**Text provided:**

+++

Middle East

IS are 'demolishing' ancient sites in Iraq

It is believed that Islamic State militants have destroyed ruins at the ancient sites of Nimrud and Hatra in Iraq. They have also destroyed museum artefacts in Mosul.

Many people who have visited these areas in the past, have been in touch with BBC News to share their pictures and memories of these two archaeological sites.

Image copyright Suzanne Bott
Image caption Dr Suzanne Bott lived in Mosul between 2008-2010 as a US State Department Reconstruction and Cultural Heritage Advisor. She says, 'I feel the greatest grief for future generations who will not be able to see these magnificent sites and will not be able to study and learn so much more about the ancient civilizations that we have been able to do'.
Image copyright Ken Gibbs
Image caption Helen Ayash Hill who lived in Iraq from 1968 to 1999 and visited Nievah, Nimrud, Babylon and Hatra said: 'It grieves me to hear the news about all this mindless destruction'.
Image copyright Anees Hassan
Image caption Dr Anees Hassan got married at Hatra. The Baghdad resident visited the sites twice in 1988 and 1993. He recalls: 'We had planned to spend time in a luxury hotel in Mosul before our marriage. We were with a tour group and while on our way to Mosul we were suddenly told we were first going to stop at Hatra. So we got married in Hatra instead with the sounds of howling wolves outside! It is a place we will never forget. Now they are destroying it. It really breaks our hearts.'
Image copyright Suzanne Bott
Image caption Felicity Arbuthnot visited Hatra many times. She recalls her last visit in 2008: 'When I last visited, I stood in front of the statue of a beautiful, ethereal woman alone in the azure dawn'.
Image copyright Suzanne Bott
Image caption Demaret Patrick who visited Nimrud and Hatra in 1976 remembers: 'We were driving back to Baghdad from Nimrud. I asked my driver to turn towards Hatra. We reached there around 1700. I was the only visitor except for one Iraqi family who arrived there two hours later. I stayed at Hatra a full day to feel the atmosphere of the city. The reconstruction at that time was handled by some Yugoslavian workers and archaeologists. I had a crate of beer in my trunk and shared it with them, a few Iraqis also drank the beer. It was an evening to remember. It was a period of freedom and peace in Iraq'.

+++

**Exercise instructions:**
Will you print, word for word, the stretch of the article on Iraq's ancient sites that opens with "It is believed" and closes with "artefacts in Mosul."?

[Data listing]
+++

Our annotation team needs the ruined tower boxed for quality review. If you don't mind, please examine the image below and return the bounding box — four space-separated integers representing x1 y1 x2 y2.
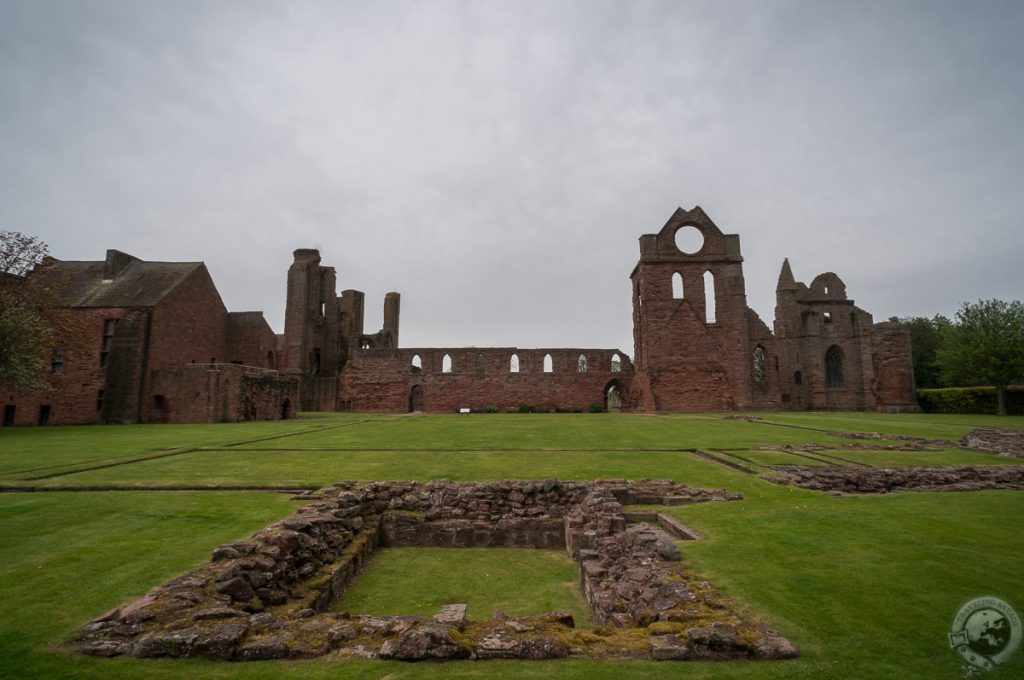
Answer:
283 249 341 411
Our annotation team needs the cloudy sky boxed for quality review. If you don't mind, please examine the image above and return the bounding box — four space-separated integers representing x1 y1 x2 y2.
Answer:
0 0 1024 354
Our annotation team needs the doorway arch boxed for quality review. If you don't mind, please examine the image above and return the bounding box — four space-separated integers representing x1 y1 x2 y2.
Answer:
604 380 623 413
409 385 423 413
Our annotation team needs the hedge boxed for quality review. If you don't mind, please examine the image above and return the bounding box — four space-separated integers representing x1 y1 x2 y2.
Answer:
918 385 1024 416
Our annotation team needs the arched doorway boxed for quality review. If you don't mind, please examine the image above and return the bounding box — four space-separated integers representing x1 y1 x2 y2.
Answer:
409 385 423 413
604 381 623 413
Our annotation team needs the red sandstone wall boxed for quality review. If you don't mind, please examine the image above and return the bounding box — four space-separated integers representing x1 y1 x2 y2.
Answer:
340 347 633 413
632 208 764 411
145 365 298 423
872 322 921 413
224 311 278 369
145 265 230 372
2 309 124 425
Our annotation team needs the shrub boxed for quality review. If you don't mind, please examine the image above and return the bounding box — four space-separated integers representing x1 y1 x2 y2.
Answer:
918 385 1024 416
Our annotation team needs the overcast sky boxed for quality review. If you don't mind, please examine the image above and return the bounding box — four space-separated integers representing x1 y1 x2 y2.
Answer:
0 0 1024 355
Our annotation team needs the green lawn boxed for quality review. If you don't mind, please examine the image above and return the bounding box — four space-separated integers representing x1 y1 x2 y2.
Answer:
334 548 590 627
0 414 1024 679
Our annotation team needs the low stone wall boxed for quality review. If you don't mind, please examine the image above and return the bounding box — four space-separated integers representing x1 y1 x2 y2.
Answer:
959 427 1024 458
72 480 796 661
771 465 1024 494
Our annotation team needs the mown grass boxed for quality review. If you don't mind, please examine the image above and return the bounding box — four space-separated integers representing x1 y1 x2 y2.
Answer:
334 548 590 627
0 414 1024 679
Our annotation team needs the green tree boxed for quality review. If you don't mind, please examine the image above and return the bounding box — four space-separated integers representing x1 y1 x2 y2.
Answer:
900 314 952 389
0 229 54 389
937 300 1024 416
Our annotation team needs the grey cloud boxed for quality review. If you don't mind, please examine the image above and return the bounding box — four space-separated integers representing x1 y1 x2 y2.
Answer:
0 0 1024 352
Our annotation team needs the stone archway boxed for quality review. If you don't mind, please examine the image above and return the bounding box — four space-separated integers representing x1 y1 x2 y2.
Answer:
409 385 423 413
604 380 623 413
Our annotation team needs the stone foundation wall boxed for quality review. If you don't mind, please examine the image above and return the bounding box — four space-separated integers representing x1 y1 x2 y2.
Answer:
71 480 796 661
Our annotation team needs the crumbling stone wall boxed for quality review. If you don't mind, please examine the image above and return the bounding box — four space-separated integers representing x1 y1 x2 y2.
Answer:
143 364 298 423
341 347 633 413
72 480 797 661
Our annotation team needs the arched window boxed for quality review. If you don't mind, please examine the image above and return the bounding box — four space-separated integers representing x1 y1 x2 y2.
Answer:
672 271 683 300
705 271 715 324
754 345 768 383
825 345 843 387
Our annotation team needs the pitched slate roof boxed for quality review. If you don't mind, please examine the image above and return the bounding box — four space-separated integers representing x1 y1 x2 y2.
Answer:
30 256 203 307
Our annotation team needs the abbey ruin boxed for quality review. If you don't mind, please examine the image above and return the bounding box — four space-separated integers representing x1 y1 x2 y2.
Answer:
4 207 918 425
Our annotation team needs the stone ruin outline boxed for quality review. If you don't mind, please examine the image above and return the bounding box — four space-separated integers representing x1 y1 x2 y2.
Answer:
69 479 799 661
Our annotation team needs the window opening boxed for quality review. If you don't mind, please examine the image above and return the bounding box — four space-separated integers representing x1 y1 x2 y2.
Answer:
99 318 118 369
705 271 716 324
825 345 843 387
754 345 768 383
672 271 683 300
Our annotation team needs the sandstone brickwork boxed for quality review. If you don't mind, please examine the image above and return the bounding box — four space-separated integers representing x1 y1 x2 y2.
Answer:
5 207 918 424
6 250 298 425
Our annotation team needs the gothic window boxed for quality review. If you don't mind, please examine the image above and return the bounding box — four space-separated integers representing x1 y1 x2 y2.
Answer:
825 345 843 387
672 271 683 300
754 345 768 384
705 271 715 324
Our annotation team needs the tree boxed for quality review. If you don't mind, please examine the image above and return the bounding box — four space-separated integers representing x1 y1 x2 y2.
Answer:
937 300 1024 416
900 314 952 389
0 229 54 389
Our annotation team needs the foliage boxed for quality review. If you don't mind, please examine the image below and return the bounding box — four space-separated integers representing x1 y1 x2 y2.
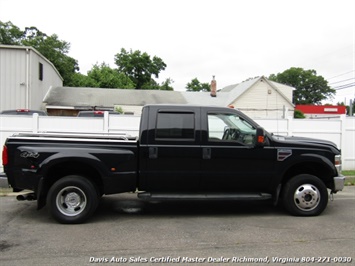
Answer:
0 21 79 86
186 78 211 91
88 63 135 89
269 67 335 104
115 48 166 89
0 21 173 90
293 109 306 118
159 78 174 91
0 21 23 45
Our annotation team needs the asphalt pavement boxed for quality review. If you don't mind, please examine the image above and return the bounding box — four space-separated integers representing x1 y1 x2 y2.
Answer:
0 187 355 266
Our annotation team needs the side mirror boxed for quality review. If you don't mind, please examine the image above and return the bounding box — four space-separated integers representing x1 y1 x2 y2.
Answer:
255 127 265 147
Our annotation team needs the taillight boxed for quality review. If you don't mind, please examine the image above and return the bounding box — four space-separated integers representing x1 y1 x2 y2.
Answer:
2 146 9 165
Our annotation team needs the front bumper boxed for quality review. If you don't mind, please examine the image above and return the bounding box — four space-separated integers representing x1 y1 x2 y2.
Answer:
332 175 345 193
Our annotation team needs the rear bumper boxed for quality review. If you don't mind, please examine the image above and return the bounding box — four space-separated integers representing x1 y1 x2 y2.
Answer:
332 175 345 193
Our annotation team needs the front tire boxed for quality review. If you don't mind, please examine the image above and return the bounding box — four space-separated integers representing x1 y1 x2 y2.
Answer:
283 174 328 216
47 175 99 224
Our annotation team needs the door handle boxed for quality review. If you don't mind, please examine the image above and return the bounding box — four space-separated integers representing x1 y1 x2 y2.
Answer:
149 147 158 159
202 148 211 160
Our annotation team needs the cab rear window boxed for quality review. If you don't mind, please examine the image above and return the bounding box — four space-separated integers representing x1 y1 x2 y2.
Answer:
155 112 195 139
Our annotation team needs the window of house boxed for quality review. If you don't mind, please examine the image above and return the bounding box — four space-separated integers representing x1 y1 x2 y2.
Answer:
155 112 195 140
38 63 43 80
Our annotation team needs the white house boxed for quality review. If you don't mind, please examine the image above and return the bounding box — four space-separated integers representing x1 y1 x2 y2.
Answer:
0 45 63 111
43 77 294 118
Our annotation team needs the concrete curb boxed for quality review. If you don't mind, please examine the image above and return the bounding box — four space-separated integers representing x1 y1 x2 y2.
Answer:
0 173 9 188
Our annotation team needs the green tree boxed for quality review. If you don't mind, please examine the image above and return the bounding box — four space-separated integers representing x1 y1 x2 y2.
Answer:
115 48 166 89
269 67 335 104
21 27 79 86
159 78 174 91
0 21 24 45
0 21 79 86
88 63 135 89
186 78 211 91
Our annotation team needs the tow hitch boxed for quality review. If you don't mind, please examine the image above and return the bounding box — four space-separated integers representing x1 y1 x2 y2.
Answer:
16 193 36 201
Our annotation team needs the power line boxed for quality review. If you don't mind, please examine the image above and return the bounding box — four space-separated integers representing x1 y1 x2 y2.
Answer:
327 69 355 80
329 77 355 85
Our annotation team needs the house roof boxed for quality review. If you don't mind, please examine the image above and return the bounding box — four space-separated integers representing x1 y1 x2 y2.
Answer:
43 77 293 107
0 44 64 80
43 87 187 107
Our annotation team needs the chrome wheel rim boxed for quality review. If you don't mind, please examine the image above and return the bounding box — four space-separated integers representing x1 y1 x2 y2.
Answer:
293 184 320 211
56 186 87 216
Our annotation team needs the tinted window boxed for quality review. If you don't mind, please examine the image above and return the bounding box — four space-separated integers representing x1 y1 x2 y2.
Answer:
155 113 195 139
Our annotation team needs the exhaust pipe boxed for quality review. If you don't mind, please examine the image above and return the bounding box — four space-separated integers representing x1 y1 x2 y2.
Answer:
16 193 36 201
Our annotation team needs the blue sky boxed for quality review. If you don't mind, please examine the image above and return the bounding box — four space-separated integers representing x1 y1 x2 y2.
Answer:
0 0 355 102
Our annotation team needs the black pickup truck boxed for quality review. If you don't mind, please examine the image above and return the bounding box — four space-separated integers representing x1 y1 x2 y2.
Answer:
2 105 344 223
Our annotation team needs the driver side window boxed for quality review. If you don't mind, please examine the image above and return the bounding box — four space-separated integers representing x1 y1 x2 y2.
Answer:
208 114 256 145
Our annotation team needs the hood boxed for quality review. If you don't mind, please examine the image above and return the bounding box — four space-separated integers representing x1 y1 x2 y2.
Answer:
272 135 339 152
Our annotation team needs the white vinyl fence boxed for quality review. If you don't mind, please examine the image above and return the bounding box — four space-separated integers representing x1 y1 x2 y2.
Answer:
0 113 355 172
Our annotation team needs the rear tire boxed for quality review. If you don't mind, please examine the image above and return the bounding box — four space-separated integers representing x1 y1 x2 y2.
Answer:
282 174 328 216
47 175 99 224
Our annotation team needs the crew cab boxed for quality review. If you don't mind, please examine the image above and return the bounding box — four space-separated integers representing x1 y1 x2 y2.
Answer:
2 105 344 223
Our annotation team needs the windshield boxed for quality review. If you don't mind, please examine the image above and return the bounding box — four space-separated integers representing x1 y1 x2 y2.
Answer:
208 114 256 145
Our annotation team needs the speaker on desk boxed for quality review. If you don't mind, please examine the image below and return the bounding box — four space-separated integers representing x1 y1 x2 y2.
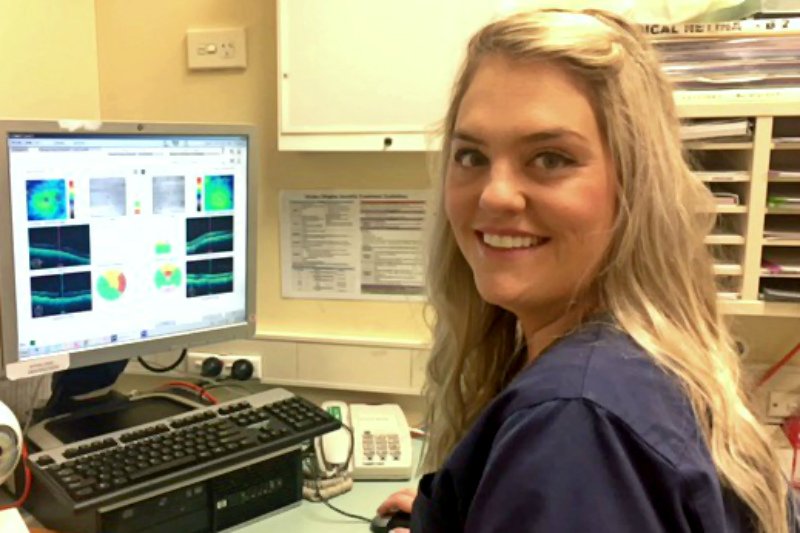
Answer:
0 402 22 484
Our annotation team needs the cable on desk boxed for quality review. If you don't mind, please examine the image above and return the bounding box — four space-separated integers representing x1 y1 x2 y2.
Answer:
201 378 255 394
307 424 372 524
159 381 219 405
0 442 33 511
136 348 189 373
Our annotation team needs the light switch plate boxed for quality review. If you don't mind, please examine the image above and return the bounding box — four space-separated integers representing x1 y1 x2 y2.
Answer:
186 28 247 69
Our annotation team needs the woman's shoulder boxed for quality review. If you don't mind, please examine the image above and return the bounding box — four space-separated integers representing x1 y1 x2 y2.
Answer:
498 323 704 466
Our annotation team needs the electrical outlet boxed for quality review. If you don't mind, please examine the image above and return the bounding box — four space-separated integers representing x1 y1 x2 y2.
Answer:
186 28 247 69
187 352 262 381
767 391 800 418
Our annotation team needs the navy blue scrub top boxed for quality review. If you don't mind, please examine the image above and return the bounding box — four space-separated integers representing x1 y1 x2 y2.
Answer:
411 323 792 533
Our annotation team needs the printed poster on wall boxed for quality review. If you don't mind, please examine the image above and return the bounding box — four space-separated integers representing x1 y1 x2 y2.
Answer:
280 190 429 300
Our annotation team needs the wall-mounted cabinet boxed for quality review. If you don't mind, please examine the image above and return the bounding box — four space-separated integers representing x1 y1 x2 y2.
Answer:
676 90 800 316
277 4 800 316
277 0 503 151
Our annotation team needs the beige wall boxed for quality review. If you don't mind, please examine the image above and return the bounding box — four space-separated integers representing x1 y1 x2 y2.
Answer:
96 0 428 341
0 0 800 362
0 0 100 119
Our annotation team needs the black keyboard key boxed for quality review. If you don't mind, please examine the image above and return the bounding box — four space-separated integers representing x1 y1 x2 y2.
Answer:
70 487 95 501
129 455 197 481
36 455 56 467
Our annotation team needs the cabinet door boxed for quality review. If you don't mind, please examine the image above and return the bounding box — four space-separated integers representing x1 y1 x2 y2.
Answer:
278 0 465 150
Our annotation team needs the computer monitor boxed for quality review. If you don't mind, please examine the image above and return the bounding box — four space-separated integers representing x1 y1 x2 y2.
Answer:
0 121 258 373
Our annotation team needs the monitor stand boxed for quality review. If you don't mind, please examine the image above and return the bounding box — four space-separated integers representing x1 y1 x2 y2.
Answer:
26 391 203 450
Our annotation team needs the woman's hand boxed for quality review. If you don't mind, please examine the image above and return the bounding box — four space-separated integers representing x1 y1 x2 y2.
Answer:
378 489 417 533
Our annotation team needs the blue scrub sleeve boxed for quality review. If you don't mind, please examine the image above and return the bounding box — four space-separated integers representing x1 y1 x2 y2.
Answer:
465 399 693 533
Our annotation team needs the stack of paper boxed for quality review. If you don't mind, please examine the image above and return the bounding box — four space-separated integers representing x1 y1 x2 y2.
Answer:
764 217 800 241
714 191 739 205
767 169 800 179
694 170 750 181
761 259 800 276
761 287 800 302
644 18 800 90
681 118 753 141
767 194 800 211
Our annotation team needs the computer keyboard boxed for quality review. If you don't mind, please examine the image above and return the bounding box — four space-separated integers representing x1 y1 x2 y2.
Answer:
25 389 341 531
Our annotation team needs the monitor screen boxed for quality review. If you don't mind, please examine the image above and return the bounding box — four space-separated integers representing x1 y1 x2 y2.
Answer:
0 122 254 378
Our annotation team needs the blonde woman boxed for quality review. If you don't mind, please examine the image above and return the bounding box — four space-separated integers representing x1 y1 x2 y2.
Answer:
379 10 795 533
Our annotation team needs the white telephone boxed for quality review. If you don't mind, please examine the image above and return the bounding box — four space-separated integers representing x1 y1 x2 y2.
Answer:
317 402 413 479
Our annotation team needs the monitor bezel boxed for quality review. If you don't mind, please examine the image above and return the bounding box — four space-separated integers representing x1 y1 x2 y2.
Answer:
0 120 260 377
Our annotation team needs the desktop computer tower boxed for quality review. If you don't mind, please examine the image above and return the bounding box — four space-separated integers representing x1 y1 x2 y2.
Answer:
26 449 302 533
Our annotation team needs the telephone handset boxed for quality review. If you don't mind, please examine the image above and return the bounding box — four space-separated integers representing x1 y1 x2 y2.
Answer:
317 401 413 479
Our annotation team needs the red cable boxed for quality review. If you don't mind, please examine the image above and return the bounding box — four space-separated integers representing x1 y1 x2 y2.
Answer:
164 381 219 404
756 342 800 388
0 443 33 511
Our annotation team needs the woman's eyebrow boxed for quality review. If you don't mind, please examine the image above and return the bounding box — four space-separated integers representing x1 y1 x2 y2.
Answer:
453 128 588 145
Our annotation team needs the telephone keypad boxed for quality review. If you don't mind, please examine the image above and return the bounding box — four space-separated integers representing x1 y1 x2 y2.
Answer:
361 431 401 461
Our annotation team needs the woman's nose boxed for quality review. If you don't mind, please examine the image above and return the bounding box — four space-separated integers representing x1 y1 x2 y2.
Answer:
480 163 525 211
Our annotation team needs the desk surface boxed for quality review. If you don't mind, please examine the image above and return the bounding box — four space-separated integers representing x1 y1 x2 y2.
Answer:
239 474 416 533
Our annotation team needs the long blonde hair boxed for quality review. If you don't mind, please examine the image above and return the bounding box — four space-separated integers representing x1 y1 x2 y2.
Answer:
423 10 789 533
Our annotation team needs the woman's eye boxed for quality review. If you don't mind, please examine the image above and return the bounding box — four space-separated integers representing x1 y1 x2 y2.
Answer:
533 152 575 170
453 148 488 168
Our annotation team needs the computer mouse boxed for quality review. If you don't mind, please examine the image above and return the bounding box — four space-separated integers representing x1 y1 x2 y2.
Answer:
369 511 411 533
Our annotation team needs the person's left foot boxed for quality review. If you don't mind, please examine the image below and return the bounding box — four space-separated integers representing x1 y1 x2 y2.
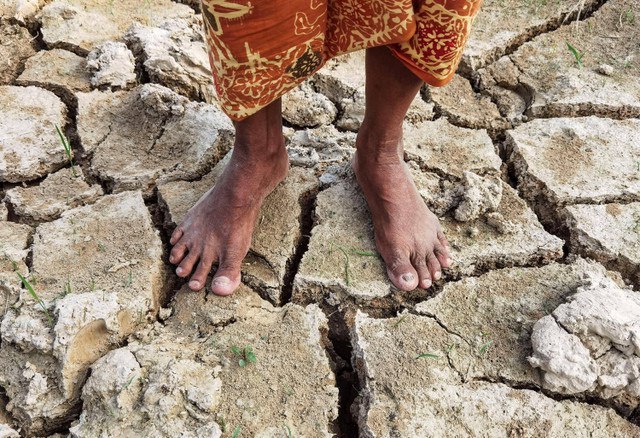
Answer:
352 129 451 291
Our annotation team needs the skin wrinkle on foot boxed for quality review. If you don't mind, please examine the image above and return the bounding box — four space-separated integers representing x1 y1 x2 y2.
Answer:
0 0 640 432
170 48 452 295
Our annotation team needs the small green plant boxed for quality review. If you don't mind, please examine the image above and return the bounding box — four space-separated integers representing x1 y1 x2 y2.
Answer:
416 353 440 359
565 41 584 68
351 249 379 257
231 345 258 367
331 243 380 286
55 125 78 178
122 374 139 389
216 415 227 433
338 246 351 286
16 272 53 325
618 7 636 26
393 315 409 328
62 278 73 297
478 341 493 355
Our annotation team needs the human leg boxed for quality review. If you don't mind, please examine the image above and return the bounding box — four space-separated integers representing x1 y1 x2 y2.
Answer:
353 47 451 290
170 99 289 295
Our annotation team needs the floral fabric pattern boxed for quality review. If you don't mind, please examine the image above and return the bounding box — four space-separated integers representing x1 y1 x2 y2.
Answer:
201 0 482 120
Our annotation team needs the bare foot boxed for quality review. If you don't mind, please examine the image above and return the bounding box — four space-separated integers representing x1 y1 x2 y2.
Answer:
352 130 451 291
169 144 289 295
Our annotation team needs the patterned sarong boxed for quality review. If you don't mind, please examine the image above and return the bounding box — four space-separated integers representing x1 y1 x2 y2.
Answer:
201 0 482 120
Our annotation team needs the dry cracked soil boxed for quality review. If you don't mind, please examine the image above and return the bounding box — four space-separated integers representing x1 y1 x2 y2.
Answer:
0 0 640 438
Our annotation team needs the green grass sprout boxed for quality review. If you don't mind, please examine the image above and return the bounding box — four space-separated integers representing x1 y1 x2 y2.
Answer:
351 249 378 257
338 246 351 286
565 41 584 68
231 345 258 368
16 272 53 325
55 125 78 178
416 353 440 359
393 315 409 328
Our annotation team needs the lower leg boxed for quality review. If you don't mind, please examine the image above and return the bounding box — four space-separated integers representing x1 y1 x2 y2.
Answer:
170 100 289 295
353 47 450 290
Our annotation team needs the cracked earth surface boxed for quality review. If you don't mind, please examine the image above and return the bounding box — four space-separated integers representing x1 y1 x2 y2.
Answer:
0 0 640 438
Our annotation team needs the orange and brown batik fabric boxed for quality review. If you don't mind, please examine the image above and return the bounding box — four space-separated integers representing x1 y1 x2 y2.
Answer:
201 0 482 120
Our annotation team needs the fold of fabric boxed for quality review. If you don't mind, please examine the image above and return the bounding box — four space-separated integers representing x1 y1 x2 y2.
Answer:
201 0 482 120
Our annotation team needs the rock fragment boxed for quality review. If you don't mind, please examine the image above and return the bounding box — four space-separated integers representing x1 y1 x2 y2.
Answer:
17 49 91 96
282 82 337 128
0 424 20 438
460 0 597 74
158 153 317 303
454 171 502 222
124 18 216 102
0 221 33 321
294 169 562 307
507 117 640 212
38 0 193 55
415 258 620 387
32 192 164 302
78 84 233 196
0 0 46 22
352 313 640 438
0 85 67 182
403 118 502 178
5 166 103 222
530 272 640 408
287 125 356 170
529 315 600 394
0 192 164 434
71 286 338 438
0 24 36 85
87 41 136 89
427 75 507 132
562 202 640 282
479 0 640 118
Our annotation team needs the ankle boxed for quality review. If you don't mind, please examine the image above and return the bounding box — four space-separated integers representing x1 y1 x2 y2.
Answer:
356 123 403 163
231 142 289 181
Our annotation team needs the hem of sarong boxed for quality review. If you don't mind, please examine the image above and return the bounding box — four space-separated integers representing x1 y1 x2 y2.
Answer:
388 46 455 87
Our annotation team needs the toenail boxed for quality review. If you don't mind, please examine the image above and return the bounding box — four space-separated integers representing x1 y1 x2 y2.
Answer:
213 277 231 286
402 274 413 283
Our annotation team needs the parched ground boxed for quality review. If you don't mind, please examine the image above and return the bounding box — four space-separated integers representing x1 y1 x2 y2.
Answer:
0 0 640 438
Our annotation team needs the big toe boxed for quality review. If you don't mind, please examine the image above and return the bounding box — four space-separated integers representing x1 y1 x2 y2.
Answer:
387 256 419 291
211 265 241 296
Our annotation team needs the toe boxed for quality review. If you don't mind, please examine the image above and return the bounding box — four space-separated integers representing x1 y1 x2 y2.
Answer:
169 227 184 245
427 252 442 281
386 255 419 291
189 257 213 291
433 243 451 269
176 250 200 278
169 242 187 265
211 255 242 296
411 253 432 289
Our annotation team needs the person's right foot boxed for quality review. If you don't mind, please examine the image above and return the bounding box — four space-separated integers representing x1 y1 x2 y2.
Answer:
169 144 289 295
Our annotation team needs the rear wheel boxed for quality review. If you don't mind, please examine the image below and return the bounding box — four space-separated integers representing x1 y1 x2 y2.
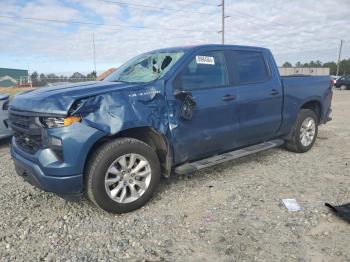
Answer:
286 109 318 153
86 138 160 213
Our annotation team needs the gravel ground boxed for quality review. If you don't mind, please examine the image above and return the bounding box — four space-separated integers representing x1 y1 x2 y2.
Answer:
0 91 350 261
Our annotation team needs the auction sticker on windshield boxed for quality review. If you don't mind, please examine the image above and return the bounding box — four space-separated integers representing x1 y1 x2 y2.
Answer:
196 55 215 65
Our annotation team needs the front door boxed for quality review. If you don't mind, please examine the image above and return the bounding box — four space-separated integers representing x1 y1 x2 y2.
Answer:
167 51 239 164
229 50 283 147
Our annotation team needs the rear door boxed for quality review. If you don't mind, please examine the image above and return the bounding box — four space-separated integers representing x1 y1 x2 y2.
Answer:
168 50 239 163
229 50 283 147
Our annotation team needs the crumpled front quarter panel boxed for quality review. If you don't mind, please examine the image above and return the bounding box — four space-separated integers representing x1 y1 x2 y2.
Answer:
76 82 168 135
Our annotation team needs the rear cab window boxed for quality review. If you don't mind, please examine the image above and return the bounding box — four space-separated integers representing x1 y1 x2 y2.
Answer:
230 50 271 85
173 51 229 90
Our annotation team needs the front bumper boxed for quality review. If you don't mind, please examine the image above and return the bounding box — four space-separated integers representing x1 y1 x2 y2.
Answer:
11 123 105 200
11 147 83 200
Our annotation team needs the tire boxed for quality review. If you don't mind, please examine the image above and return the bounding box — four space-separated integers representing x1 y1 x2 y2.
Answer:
285 109 318 153
86 138 161 214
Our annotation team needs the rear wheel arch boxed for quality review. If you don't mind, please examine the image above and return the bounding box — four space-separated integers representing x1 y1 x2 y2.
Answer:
300 100 323 123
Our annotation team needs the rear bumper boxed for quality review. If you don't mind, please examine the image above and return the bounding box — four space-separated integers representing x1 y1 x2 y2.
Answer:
11 141 83 201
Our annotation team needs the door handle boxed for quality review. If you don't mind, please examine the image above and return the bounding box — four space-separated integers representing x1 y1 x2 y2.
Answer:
222 95 236 101
270 89 280 96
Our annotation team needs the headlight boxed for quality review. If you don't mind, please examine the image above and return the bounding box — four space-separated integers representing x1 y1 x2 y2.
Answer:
40 116 81 128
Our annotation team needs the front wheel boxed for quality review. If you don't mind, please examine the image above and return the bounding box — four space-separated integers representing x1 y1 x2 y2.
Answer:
86 138 160 213
286 109 318 153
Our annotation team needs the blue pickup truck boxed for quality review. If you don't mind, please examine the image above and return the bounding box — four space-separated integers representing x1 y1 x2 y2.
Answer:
9 45 332 213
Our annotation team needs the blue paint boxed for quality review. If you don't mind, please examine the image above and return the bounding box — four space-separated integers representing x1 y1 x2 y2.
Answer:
10 45 332 196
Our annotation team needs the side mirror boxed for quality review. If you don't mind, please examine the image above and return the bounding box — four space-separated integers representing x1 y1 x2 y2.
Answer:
174 90 196 120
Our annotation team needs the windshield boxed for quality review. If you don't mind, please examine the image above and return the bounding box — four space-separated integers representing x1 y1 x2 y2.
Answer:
105 50 185 83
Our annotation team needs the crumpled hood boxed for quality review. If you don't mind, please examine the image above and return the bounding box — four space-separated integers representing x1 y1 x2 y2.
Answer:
11 81 142 115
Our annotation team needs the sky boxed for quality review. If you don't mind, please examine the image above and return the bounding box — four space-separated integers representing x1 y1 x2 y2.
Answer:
0 0 350 75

+++

**Response:**
It is believed that Islamic State militants have destroyed ruins at the ancient sites of Nimrud and Hatra in Iraq. They have also destroyed museum artefacts in Mosul.